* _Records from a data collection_

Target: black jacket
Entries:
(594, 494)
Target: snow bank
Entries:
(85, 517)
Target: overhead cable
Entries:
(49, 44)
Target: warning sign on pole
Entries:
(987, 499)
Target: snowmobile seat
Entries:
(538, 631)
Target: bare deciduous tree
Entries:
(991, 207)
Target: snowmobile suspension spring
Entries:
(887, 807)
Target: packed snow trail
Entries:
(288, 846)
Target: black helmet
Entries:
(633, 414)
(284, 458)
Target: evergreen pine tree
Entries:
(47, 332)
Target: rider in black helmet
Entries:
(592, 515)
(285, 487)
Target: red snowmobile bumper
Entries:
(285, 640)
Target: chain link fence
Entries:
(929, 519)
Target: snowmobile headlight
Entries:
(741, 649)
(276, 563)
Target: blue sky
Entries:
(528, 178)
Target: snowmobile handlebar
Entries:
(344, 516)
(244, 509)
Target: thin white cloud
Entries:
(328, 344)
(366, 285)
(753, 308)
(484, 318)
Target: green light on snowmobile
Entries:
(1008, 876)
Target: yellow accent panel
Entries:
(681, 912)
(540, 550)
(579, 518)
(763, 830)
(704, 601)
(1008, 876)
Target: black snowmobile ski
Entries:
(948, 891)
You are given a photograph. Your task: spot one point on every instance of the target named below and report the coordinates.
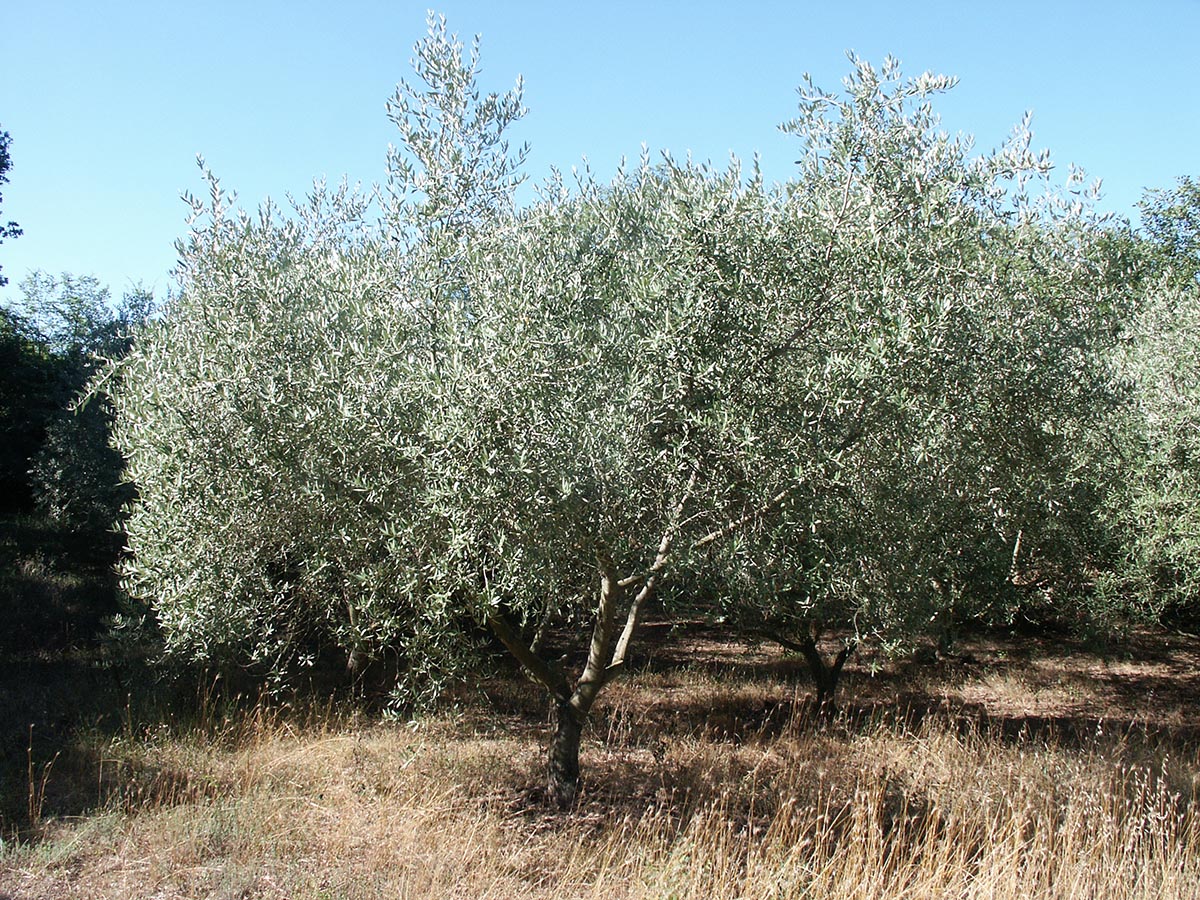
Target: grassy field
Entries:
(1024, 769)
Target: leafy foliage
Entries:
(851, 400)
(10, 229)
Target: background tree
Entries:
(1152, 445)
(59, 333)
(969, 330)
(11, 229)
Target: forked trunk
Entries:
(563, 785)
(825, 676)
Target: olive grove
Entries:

* _Written problem_
Please repeat every line in the stretch from the line containing "Target: yellow accent panel" through the end of the records, offsetting each coordinate by adding 131 to both of its numbers. Leave the pictures out of your answer.

* _Solution to this problem_
Target: yellow accent panel
Entries:
(812, 1043)
(671, 681)
(710, 649)
(894, 961)
(835, 732)
(1139, 1007)
Target: black snowmobile ski
Entries:
(1079, 1022)
You are given a photograph. Your task: spot one point on every instance of the target named below and report the coordinates.
Target: grassy field
Entries:
(1155, 900)
Target: leafy foliage
Entries:
(982, 531)
(141, 360)
Target: background tree
Entries:
(1283, 576)
(190, 464)
(1100, 461)
(142, 360)
Target: forked trunk
Entries:
(694, 916)
(956, 807)
Target: olive grove
Entries:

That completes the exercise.